» **Written task 1**: From the article on the Academy's new members, please list every movie title it mentions.
» **Written task 2**: Carry on the article on the Academy's new members, starting after its final sentence.

» **Source document**:
--

Vidya Balan, Ekta Kapoor and Shobha Kapoor on Academy’s list of 395 new members

Recently, the Academy of Motion Picture Arts and Sciences announced their list of new members whom they have invited this year. The list includes artists and executives from 50 countries who have distinguished themselves by their contributions to theatrical motion pictures.

The list has 395 members and three of them are Vidya Balan, Ekta Kapoor, and Shobha Kapoor. The Academy has recognised Vidya for movies like Tumhari Sulu and Kahaani.


Ekta Kapoor and Shobha Kapoor’s names have come under the Producer category and they are recognised for movies like Dream Girl, Once upon a Time in Mumbai, Udta Punjab, and The Dirty Picture.

Oscar nominees Yuh-Jung Youn, Emerald Fennell, Dan Janvey, Maria Bakalova, Jon Batiste, Andra Day, Vanessa Kirby, Darius Marder, Christina Oh, Kemp Powers, Paul Raci, and Steven Yeun have also been invited by the Academy this year.

--

» **Dataset extract**:
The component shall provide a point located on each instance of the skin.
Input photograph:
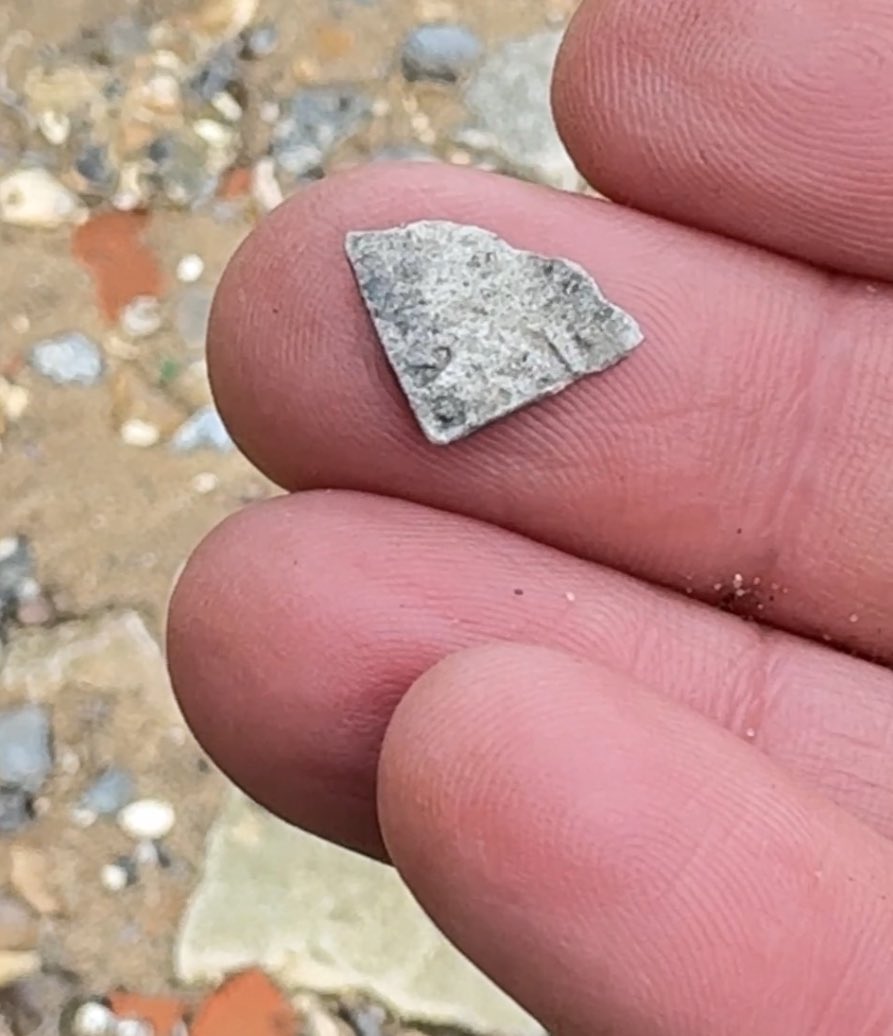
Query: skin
(518, 667)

--

» **Output 1**:
Tumhari Sulu
Kahaani
Dream Girl
Once upon a Time in Mumbai
Udta Punjab
The Dirty Picture

» **Output 2**:
The Academy has been focusing on diversity since 2015's #OscarsSoWhite uproar. The Class of 2021 has 46 percent women, 39 percent underrepresented ethnic/racial communities, and 53 percent international artists from 49 countries outside of the United States.

Indian celebs like A R Rahman, Amitabh Bachchan, Shah Rukh Khan, Aamir Khan, Salman Khan, Aditya Chopra, and Guneet Monga are already Academy members. Last year, Alia Bhatt, Hrithik Roshan, filmmaker Nishtha Jain, Amit Madheshiya, designer Neeta Lulla, casting director Nandini Shrikent, and others were on the list.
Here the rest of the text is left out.